= ACTIVITY =
Return, from the data below, each line that contains the word "canopy".

= DATA TO PROCESS =
_ _ _ _ _ _ _

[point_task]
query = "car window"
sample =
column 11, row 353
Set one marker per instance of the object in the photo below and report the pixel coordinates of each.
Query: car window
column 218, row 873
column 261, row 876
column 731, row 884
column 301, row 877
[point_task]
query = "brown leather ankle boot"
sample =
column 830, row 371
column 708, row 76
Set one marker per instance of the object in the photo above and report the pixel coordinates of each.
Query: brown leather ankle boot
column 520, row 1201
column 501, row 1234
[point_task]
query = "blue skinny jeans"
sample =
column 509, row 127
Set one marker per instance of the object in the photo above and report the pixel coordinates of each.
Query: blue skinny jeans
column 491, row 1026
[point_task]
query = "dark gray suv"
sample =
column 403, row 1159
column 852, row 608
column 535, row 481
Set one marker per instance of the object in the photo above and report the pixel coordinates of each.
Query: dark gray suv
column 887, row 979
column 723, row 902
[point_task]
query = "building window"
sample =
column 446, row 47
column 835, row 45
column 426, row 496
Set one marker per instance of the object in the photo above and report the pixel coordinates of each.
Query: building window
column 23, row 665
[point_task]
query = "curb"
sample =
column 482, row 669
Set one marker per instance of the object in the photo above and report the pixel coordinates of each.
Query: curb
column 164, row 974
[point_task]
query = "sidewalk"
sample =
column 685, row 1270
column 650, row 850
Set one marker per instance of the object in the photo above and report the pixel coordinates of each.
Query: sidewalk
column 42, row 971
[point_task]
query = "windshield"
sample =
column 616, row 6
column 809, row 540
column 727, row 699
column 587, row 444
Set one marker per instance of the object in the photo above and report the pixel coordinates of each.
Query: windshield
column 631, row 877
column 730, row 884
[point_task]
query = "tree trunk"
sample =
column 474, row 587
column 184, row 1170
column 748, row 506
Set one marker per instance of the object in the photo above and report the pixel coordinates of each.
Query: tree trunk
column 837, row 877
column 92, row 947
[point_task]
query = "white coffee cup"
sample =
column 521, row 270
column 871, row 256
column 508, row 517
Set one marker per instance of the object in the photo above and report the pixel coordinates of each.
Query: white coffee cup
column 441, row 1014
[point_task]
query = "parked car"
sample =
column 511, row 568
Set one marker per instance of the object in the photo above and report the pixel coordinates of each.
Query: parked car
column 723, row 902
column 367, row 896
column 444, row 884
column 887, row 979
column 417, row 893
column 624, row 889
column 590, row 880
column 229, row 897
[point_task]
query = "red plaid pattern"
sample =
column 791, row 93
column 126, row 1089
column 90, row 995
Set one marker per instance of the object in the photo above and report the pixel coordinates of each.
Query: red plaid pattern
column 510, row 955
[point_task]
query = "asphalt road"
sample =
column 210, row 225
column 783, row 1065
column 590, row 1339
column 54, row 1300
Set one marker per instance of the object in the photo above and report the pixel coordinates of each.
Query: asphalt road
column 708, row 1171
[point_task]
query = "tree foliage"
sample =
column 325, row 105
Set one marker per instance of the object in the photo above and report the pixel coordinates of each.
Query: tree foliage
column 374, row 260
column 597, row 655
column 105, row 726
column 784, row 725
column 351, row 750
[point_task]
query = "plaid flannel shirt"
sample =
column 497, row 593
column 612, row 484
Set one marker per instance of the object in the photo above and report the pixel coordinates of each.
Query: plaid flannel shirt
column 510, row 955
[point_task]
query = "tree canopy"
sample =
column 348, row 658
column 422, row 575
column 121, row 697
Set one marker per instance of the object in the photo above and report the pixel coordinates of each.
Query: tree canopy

_ _ _ _ _ _ _

= RESPONSE =
query = "tree canopy"
Query: tree canopy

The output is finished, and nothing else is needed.